» **Records**
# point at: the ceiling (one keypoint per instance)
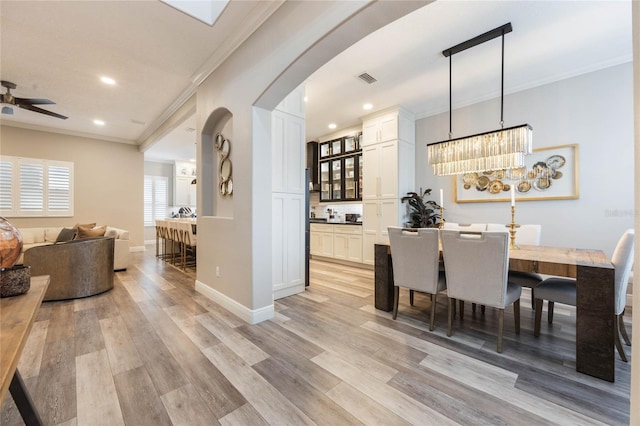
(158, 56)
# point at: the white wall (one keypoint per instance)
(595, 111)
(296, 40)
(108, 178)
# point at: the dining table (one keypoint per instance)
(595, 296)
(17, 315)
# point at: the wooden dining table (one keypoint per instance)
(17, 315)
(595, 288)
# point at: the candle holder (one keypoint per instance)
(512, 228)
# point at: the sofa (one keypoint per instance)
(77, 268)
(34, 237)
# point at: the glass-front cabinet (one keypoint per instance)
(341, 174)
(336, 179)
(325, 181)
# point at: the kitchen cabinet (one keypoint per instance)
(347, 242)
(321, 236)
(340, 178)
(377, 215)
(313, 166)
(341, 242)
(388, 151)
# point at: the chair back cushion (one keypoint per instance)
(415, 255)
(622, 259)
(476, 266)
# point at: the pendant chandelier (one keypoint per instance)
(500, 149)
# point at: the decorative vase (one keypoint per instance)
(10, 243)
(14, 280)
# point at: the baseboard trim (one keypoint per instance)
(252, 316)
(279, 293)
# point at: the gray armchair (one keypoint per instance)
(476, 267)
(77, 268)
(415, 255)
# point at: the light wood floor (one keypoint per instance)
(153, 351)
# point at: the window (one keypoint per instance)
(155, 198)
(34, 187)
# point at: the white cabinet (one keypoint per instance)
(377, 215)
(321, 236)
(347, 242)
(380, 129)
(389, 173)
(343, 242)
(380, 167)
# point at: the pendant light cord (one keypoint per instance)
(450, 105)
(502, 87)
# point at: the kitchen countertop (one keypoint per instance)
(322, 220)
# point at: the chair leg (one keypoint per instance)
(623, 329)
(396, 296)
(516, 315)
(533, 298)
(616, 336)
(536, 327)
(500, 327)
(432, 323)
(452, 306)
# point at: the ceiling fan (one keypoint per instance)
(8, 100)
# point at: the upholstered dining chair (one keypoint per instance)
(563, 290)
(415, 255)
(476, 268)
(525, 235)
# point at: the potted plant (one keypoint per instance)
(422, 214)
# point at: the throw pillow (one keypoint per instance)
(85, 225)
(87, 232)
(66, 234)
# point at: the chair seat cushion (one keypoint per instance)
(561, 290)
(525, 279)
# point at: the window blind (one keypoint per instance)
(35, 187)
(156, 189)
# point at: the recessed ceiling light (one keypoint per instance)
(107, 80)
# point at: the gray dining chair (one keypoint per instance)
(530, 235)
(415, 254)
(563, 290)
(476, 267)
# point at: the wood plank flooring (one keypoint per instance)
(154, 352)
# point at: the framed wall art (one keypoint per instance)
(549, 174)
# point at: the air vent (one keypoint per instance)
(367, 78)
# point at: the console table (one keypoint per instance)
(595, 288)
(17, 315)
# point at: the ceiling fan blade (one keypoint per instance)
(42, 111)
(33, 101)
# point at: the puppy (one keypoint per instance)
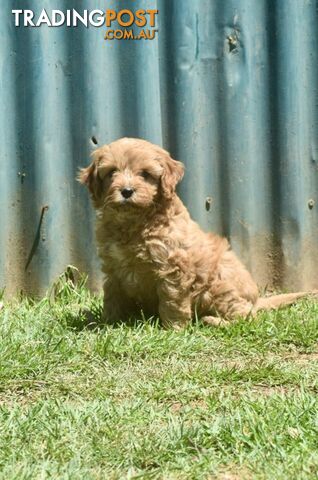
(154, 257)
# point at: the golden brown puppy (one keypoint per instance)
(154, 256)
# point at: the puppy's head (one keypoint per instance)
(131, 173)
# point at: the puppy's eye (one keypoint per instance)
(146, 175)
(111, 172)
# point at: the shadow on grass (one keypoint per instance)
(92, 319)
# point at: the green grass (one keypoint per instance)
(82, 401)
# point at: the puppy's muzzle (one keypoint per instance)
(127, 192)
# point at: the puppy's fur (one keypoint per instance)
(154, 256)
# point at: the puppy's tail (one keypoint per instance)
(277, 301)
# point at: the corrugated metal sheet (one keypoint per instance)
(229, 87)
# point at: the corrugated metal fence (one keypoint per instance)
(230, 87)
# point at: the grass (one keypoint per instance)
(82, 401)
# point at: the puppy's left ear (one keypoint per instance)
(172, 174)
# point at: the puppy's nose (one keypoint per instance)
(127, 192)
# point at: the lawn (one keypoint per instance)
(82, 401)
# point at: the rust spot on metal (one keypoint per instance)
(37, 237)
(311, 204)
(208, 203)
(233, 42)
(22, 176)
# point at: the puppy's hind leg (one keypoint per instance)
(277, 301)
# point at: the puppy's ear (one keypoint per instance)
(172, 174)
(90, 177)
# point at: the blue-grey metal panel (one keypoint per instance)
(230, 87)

» **Written task**
Please put every one of the items above into a numbered list, one line per number, with blank lines and the pictures left out.

» **Finished exercise**
1. # point at: the ceiling (one keypoint per instance)
2. (158, 56)
3. # point at: the white wall (one keypoint per instance)
4. (595, 111)
5. (296, 40)
6. (108, 178)
7. # point at: the dining table (one keypoint per instance)
8. (595, 296)
9. (17, 315)
10. # point at: the wooden dining table (one keypoint per instance)
11. (17, 315)
12. (595, 288)
13. # point at: the candle holder (one keypoint per instance)
14. (512, 228)
15. # point at: the sofa (one keypoint per instance)
16. (77, 268)
17. (34, 237)
18. # point at: the glass-front cabinet (one keypoint per instance)
19. (341, 174)
20. (336, 179)
21. (325, 181)
22. # point at: the kitchen cabinet (one keypoint per instance)
23. (347, 242)
24. (321, 236)
25. (340, 178)
26. (377, 215)
27. (313, 166)
28. (341, 242)
29. (388, 151)
30. # point at: the chair back cushion (one keypoint per instance)
31. (415, 255)
32. (622, 259)
33. (476, 266)
34. # point at: the pendant chandelier (one keypoint per instance)
35. (500, 149)
36. # point at: the decorative vase (one keypoint per instance)
37. (10, 243)
38. (14, 280)
39. # point at: the baseboard trim (one keypoint per instance)
40. (252, 316)
41. (279, 293)
42. # point at: the gray armchair (one keypoint per instance)
43. (476, 267)
44. (77, 268)
45. (415, 255)
46. # point at: the light wood floor (one keypoint per instance)
47. (153, 351)
48. # point at: the window (one keypoint per instance)
49. (155, 198)
50. (34, 187)
51. # point at: the white cabinet (one keypoint per instance)
52. (377, 215)
53. (321, 236)
54. (347, 242)
55. (380, 129)
56. (389, 173)
57. (343, 242)
58. (380, 167)
59. # point at: the pendant light cord (one keypoint per instance)
60. (450, 105)
61. (502, 87)
62. # point at: the kitchen countertop (one keypoint per instance)
63. (322, 220)
64. # point at: the chair leg (one keypoint per instance)
65. (623, 329)
66. (396, 296)
67. (516, 315)
68. (533, 298)
69. (616, 336)
70. (536, 327)
71. (500, 327)
72. (432, 323)
73. (452, 306)
74. # point at: the ceiling fan (one keypoint per instance)
75. (8, 100)
76. # point at: the upholstered dining chair (one keypoint per instance)
77. (563, 290)
78. (415, 255)
79. (476, 268)
80. (525, 235)
81. # point at: the potted plant (one keypoint per instance)
82. (422, 214)
83. # point at: the throw pillow (one keypoint per instance)
84. (85, 225)
85. (87, 232)
86. (66, 234)
87. # point at: the chair seat cushion (one keypoint per instance)
88. (561, 290)
89. (525, 279)
90. # point at: the window blind (one keypoint per instance)
91. (35, 187)
92. (156, 189)
93. # point at: the recessed ceiling light (one keypoint per instance)
94. (107, 80)
95. # point at: the gray dining chair (one keypoint per instance)
96. (530, 235)
97. (415, 254)
98. (563, 290)
99. (476, 267)
100. # point at: the wood plank flooring (one keypoint per instance)
101. (154, 352)
102. # point at: the framed wall art (one keypoint per instance)
103. (549, 174)
104. # point at: the air vent (one keypoint per instance)
105. (367, 78)
106. # point at: the console table (one keypoint per instance)
107. (595, 288)
108. (17, 315)
109. # point at: the ceiling fan blade (one keypoint per instance)
110. (42, 111)
111. (33, 101)
112. # point at: the puppy (one keypoint per instance)
113. (154, 257)
114. # point at: the golden brown puppy (one keypoint per instance)
115. (154, 256)
116. # point at: the puppy's head (one keypoint per instance)
117. (131, 173)
118. # point at: the puppy's eye (one keypoint per instance)
119. (146, 175)
120. (111, 172)
121. # point at: the shadow on grass (one keypoint per instance)
122. (92, 319)
123. # point at: the green grass (one keypoint per instance)
124. (82, 401)
125. # point at: the puppy's muzzle (one keypoint per instance)
126. (127, 192)
127. # point at: the puppy's fur (one keypoint per instance)
128. (154, 256)
129. # point at: the puppy's tail (one keypoint per instance)
130. (277, 301)
131. # point at: the corrugated metal sheet (one keypoint per instance)
132. (229, 87)
133. # point at: the corrugated metal fence (one keypoint per instance)
134. (230, 87)
135. # point at: the grass (one keypoint per instance)
136. (82, 401)
137. # point at: the puppy's left ear (one keypoint per instance)
138. (172, 174)
139. # point at: the puppy's nose (one keypoint per instance)
140. (127, 192)
141. # point at: the lawn (one keypoint per instance)
142. (82, 401)
143. # point at: the rust spot on metal (one keypoint per instance)
144. (37, 237)
145. (311, 204)
146. (208, 203)
147. (233, 42)
148. (22, 176)
149. # point at: the puppy's hind leg (one keypoint per instance)
150. (277, 301)
151. # point at: the puppy's ear (one keypoint per instance)
152. (172, 174)
153. (90, 177)
154. # point at: the blue-grey metal panel (one keypoint per instance)
155. (230, 87)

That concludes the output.